**Records for the task**
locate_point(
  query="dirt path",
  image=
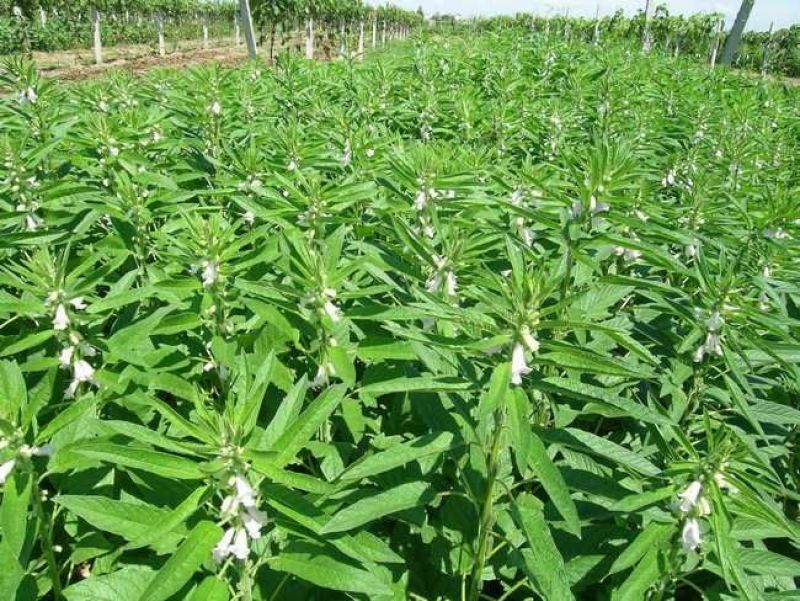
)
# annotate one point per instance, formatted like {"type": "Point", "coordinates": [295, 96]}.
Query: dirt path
* * *
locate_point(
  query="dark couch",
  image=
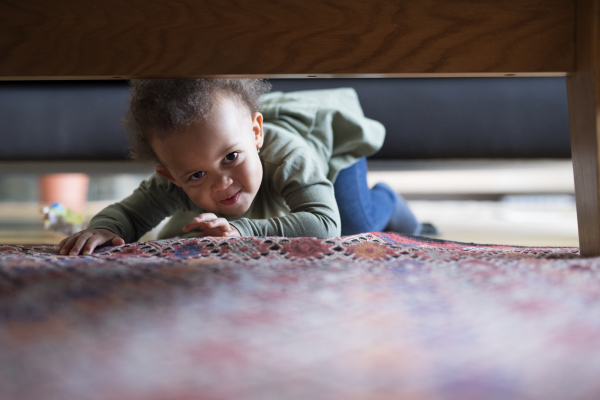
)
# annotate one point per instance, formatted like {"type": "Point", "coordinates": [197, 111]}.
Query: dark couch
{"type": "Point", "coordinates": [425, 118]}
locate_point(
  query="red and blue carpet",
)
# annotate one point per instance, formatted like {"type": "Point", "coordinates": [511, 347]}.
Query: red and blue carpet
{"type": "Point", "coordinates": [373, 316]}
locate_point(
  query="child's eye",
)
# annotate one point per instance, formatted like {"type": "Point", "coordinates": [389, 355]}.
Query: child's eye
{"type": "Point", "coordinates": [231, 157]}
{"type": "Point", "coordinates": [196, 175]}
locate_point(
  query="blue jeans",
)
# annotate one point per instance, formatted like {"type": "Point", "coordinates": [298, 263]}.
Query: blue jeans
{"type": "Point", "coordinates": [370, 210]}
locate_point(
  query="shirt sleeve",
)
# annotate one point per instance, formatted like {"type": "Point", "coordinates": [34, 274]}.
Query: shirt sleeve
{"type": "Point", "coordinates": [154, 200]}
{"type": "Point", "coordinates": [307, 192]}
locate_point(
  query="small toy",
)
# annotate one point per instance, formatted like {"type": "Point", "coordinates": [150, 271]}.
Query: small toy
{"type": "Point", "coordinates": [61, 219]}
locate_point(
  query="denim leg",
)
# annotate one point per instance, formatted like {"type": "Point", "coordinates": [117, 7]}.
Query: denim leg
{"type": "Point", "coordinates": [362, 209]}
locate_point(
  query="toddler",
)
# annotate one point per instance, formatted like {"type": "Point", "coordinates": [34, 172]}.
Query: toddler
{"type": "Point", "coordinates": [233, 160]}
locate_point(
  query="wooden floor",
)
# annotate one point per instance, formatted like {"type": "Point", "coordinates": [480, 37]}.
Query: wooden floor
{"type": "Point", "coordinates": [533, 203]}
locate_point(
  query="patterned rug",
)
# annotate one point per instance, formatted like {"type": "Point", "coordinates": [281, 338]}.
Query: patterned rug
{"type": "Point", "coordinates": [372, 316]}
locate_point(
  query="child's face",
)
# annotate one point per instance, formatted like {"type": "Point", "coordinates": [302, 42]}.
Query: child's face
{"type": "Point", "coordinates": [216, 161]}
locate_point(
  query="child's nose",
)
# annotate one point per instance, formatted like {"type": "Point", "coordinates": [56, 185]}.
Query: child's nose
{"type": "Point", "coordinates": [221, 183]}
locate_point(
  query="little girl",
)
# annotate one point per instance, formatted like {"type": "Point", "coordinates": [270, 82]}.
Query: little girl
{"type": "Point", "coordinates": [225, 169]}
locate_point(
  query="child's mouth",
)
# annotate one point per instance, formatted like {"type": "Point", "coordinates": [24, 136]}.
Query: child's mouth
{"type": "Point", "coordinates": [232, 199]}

**Problem**
Which lines in the records contain the word "mouth"? Pull out each of them and copy it in full.

**Full answer**
  query="child's mouth",
Query: child's mouth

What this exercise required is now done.